*Required work*: Copy the passage below about attending the Fitness League pageant at the Royal Albert Hall, word for word and in full.

*Excerpt*:
With classic timing, my life takes on a strangely surreal tone in times of stress; it's as if the world's probability factor goes haywire. The next day, in a severely shocked state, I'm sitting in the Royal Albert Hall with thousands and thousands of white middle-aged middle-class women from all over the world watching a three-hour pageant, a five-yearly get-together of an organisation called The Fitness League.
I'm on the lookout for my mother, who's in the third-last number, in the group from Ireland. I'm sitting with my aunt, and beside me is an empty seat, where my beau was supposed to be sitting. Why on earth he wanted to be there in the first place was a mystery; and, although he was still, oddly, offering to come, I felt it too much to bear to cope with his presence when he'd told me he didn't love me any more the day before. So, with the empty seat a constant reminder, I watched hundreds of women in their prime, of all shapes and sizes, go through elegantly choreographed demonstrations of their hard work and suppleness, in brightly coloured costumes.

*Records shown*:
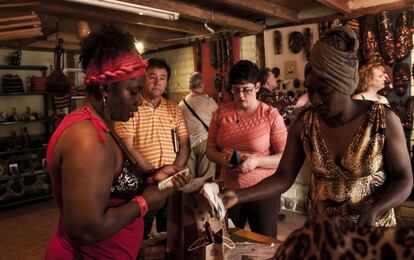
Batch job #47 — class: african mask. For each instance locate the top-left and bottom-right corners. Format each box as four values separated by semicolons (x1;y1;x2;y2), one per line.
377;11;395;65
395;11;413;60
403;97;414;130
362;26;378;63
273;31;282;54
393;62;410;96
76;21;91;40
289;32;303;53
303;27;313;60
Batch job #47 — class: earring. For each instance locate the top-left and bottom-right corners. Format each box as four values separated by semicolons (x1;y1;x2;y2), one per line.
102;96;111;119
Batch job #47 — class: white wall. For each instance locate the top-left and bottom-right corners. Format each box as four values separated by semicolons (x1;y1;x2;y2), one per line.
240;35;259;64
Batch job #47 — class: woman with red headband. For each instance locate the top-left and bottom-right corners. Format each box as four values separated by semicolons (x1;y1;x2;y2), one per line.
45;26;188;259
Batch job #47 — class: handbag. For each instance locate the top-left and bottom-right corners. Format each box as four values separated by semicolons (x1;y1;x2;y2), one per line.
183;98;208;132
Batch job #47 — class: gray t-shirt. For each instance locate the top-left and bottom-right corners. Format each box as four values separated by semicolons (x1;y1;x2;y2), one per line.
178;93;218;147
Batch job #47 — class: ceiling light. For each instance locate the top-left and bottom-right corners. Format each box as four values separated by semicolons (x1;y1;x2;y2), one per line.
135;41;145;54
66;0;180;20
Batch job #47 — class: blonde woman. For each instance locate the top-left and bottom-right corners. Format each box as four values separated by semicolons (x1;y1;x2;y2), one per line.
352;64;389;105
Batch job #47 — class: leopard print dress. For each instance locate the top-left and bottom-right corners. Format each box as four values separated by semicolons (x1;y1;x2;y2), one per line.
273;215;414;260
302;103;396;227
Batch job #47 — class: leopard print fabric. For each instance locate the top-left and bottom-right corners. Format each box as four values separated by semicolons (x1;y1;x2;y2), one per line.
302;103;396;227
273;216;414;260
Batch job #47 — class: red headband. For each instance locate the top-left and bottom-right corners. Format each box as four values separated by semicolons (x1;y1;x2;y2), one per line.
84;51;148;85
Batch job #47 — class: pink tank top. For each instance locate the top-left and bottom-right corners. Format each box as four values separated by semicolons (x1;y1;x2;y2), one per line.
45;107;144;260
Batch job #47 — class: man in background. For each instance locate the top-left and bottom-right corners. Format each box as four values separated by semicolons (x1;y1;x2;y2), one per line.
115;58;190;238
178;72;218;190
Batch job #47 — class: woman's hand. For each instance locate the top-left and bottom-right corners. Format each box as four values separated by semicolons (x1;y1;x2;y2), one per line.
358;208;378;227
171;171;192;189
154;164;179;182
142;185;170;211
221;190;239;209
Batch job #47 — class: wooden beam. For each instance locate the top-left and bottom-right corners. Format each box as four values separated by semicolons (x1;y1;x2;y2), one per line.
350;0;414;18
317;0;351;14
213;0;299;22
298;0;413;27
34;2;207;34
27;40;80;52
41;15;187;41
122;0;264;33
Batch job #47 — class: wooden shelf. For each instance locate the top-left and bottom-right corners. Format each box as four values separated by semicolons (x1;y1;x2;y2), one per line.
0;169;49;181
0;65;48;71
0;92;48;97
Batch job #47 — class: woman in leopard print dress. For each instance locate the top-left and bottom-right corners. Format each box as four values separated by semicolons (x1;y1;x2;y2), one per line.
224;27;413;230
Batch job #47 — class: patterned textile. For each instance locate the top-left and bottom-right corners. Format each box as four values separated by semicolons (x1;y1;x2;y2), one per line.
302;103;396;226
273;215;414;260
207;102;287;189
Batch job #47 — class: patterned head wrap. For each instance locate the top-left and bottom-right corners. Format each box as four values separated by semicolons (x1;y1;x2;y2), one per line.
84;50;148;85
309;26;359;95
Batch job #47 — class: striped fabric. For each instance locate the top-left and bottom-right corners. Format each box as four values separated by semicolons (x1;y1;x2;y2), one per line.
115;95;188;168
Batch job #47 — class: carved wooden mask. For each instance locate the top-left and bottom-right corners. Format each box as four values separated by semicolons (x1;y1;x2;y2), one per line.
395;10;413;60
377;11;395;65
393;62;410;96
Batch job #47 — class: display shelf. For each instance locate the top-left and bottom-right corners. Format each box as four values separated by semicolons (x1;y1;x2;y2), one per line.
0;146;47;155
0;92;48;97
70;96;85;99
0;193;53;209
0;65;52;209
0;169;49;181
0;119;50;125
0;65;48;70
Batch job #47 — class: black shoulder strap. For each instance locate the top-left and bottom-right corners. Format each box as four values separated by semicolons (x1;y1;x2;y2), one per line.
183;98;208;132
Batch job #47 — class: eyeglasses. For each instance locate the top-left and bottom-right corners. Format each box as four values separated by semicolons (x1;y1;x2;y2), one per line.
230;84;254;95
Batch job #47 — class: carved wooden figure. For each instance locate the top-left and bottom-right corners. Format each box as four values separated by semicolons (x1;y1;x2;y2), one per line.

*Reply to the task*:
With classic timing, my life takes on a strangely surreal tone in times of stress; it's as if the world's probability factor goes haywire. The next day, in a severely shocked state, I'm sitting in the Royal Albert Hall with thousands and thousands of white middle-aged middle-class women from all over the world watching a three-hour pageant, a five-yearly get-together of an organisation called The Fitness League.
I'm on the lookout for my mother, who's in the third-last number, in the group from Ireland. I'm sitting with my aunt, and beside me is an empty seat, where my beau was supposed to be sitting. Why on earth he wanted to be there in the first place was a mystery; and, although he was still, oddly, offering to come, I felt it too much to bear to cope with his presence when he'd told me he didn't love me any more the day before. So, with the empty seat a constant reminder, I watched hundreds of women in their prime, of all shapes and sizes, go through elegantly choreographed demonstrations of their hard work and suppleness, in brightly coloured costumes.